> _DIRECTION_
Write out all the records below line for line, omitting the pictures.

Records of labeled points
----

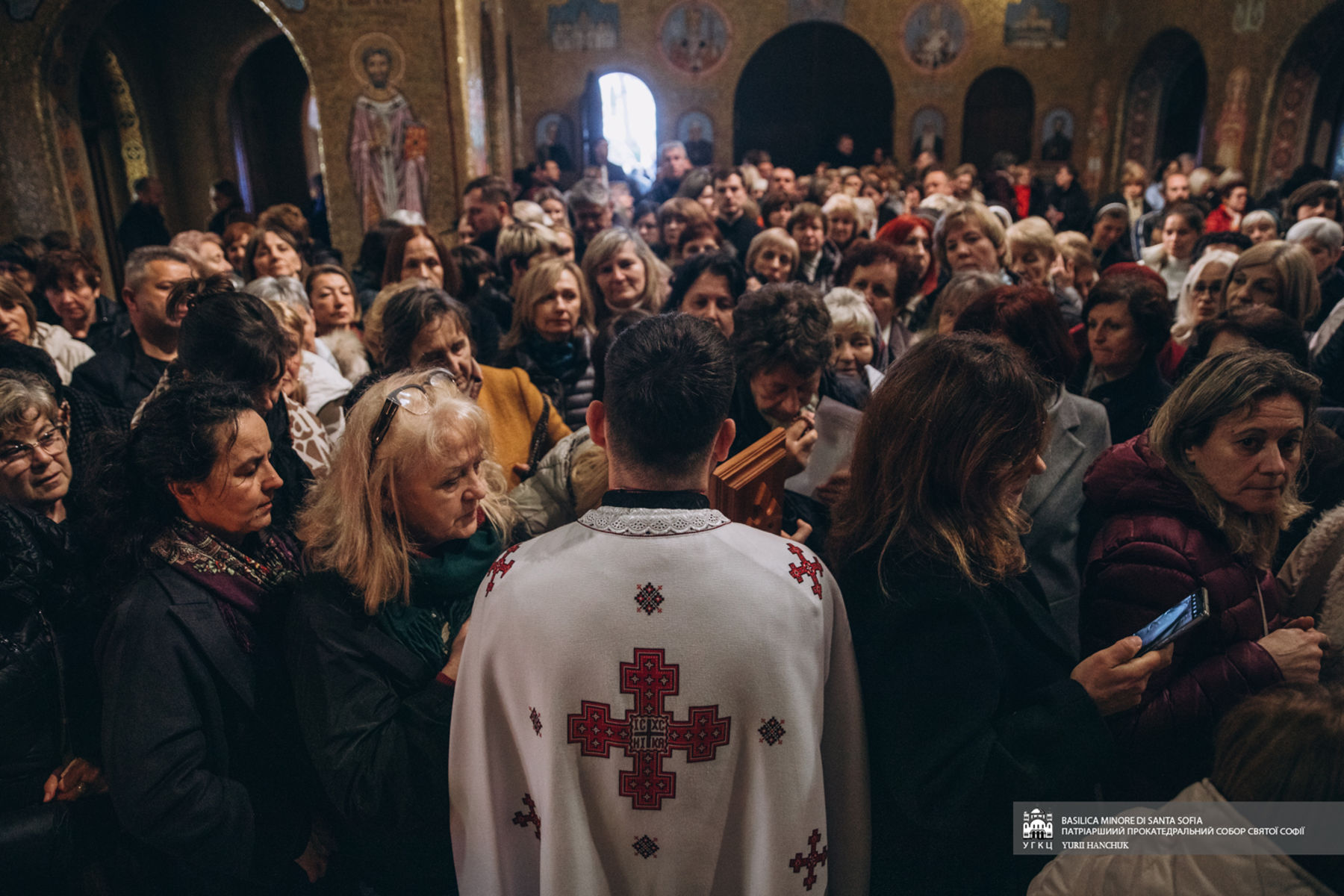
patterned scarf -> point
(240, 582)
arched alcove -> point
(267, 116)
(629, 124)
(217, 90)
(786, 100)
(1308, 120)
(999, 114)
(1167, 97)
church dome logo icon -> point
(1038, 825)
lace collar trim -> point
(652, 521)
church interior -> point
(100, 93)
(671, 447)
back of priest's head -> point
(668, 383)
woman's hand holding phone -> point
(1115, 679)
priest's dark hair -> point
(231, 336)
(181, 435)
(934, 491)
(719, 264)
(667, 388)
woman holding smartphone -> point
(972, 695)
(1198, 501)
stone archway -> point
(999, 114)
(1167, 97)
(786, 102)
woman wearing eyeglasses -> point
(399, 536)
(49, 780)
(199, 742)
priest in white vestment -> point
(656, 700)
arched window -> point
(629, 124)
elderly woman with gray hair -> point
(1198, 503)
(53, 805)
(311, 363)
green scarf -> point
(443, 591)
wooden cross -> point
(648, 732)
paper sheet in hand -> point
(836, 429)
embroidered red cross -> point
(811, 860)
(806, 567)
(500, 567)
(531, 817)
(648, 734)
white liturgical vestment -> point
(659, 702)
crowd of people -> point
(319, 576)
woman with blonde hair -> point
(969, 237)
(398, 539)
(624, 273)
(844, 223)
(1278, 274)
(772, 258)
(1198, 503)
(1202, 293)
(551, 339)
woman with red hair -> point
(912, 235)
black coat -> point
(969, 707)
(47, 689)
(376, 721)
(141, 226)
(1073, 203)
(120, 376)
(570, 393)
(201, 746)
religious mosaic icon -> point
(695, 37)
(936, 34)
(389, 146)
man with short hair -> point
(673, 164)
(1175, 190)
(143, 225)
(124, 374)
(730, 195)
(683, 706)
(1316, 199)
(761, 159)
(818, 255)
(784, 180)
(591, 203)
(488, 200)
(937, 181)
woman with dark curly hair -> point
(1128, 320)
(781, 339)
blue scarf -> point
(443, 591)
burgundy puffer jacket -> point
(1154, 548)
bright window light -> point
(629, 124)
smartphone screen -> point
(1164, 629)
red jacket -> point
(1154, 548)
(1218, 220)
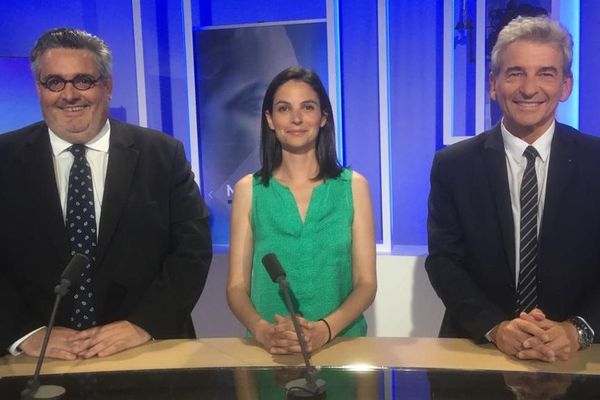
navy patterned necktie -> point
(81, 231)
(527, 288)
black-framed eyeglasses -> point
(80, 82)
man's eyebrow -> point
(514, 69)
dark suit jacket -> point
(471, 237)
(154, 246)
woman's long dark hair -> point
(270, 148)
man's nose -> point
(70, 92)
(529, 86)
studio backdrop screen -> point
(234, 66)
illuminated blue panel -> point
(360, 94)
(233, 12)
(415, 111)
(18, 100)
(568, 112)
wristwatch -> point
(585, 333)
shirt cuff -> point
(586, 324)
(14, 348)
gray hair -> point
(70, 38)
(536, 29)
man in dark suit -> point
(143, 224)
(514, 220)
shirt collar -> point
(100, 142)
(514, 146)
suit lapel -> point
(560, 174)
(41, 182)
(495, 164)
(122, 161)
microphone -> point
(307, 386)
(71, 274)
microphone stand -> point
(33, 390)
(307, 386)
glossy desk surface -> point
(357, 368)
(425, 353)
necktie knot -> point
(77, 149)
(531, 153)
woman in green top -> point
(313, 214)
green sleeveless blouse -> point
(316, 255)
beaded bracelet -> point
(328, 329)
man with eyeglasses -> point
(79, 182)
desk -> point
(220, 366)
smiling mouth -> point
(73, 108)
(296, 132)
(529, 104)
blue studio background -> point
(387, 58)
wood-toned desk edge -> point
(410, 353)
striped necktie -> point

----

> _CORRECT RESULT_
patterned scarf -> point
(240, 582)
arched alcove -> point
(267, 116)
(629, 124)
(217, 90)
(786, 100)
(1308, 120)
(999, 114)
(1167, 97)
church dome logo icon -> point
(1038, 825)
lace collar trim -> point
(652, 521)
church interior -> point
(100, 93)
(671, 447)
back of priest's head -> point
(668, 383)
woman's hand holding phone -> point
(1115, 679)
priest's dark hair -> point
(231, 336)
(181, 435)
(934, 491)
(719, 264)
(667, 388)
woman holding smartphone -> point
(972, 695)
(1198, 501)
stone archway -> point
(999, 114)
(1167, 97)
(786, 102)
woman wearing eyeglasses -> point
(399, 536)
(49, 780)
(199, 742)
priest in white vestment -> point
(656, 700)
arched window -> point
(629, 124)
elderly woman with gray hair -> point
(1198, 503)
(53, 805)
(311, 363)
green scarf -> point
(443, 591)
wooden cross -> point
(648, 732)
paper sheet in hand -> point
(836, 429)
embroidered red cross -> point
(811, 860)
(806, 567)
(500, 567)
(531, 817)
(648, 734)
white liturgical vestment -> point
(659, 702)
crowd of people -> point
(319, 576)
woman with blonde hair -> point
(969, 237)
(398, 539)
(624, 273)
(844, 223)
(1278, 274)
(772, 258)
(1198, 503)
(1202, 293)
(551, 339)
woman with red hair -> point
(912, 235)
black coat -> point
(969, 707)
(47, 689)
(376, 721)
(141, 226)
(1073, 203)
(120, 376)
(570, 393)
(201, 746)
religious mosaic icon -> point
(695, 37)
(936, 34)
(389, 146)
man with short hair -> point
(673, 164)
(1175, 190)
(143, 225)
(124, 374)
(730, 195)
(683, 706)
(1316, 199)
(761, 159)
(818, 255)
(784, 180)
(591, 203)
(488, 200)
(937, 181)
woman with dark curly hair -> point
(1128, 320)
(781, 339)
blue scarf -> point
(443, 591)
burgundy puffer jacket -> point
(1154, 548)
bright window light -> point
(629, 124)
smartphone screen -> point
(1164, 629)
red jacket -> point
(1154, 548)
(1218, 220)
navy patterned necktie -> point
(81, 231)
(527, 288)
black-framed eyeglasses -> point
(80, 82)
man's eyebrow -> point
(514, 69)
dark suit jacket -> point
(471, 237)
(154, 246)
woman's long dark hair -> point
(270, 148)
man's nose -> point
(70, 92)
(529, 86)
studio backdrop screen -> point
(234, 66)
illuminated blue panel -> point
(360, 94)
(233, 12)
(415, 111)
(18, 100)
(568, 112)
wristwatch -> point
(585, 333)
shirt cuff -> point
(586, 324)
(14, 348)
gray hair -> point
(70, 38)
(536, 29)
man in dark suit -> point
(143, 224)
(514, 220)
shirt collar -> point
(100, 142)
(514, 146)
suit lapel -> point
(560, 174)
(41, 182)
(495, 164)
(122, 161)
microphone -> point
(307, 386)
(71, 274)
microphone stand -> point
(33, 390)
(307, 386)
glossy desk surface -> point
(357, 368)
(425, 353)
necktie knot -> point
(77, 149)
(531, 153)
woman in green top -> point
(313, 214)
green sleeveless blouse -> point
(316, 255)
beaded bracelet -> point
(328, 329)
man with eyeglasses -> point
(79, 182)
desk -> point
(220, 366)
smiling mouth -> point
(73, 108)
(296, 132)
(529, 104)
blue studio background -> point
(387, 58)
wood-toned desk edge -> point
(410, 353)
striped necktie -> point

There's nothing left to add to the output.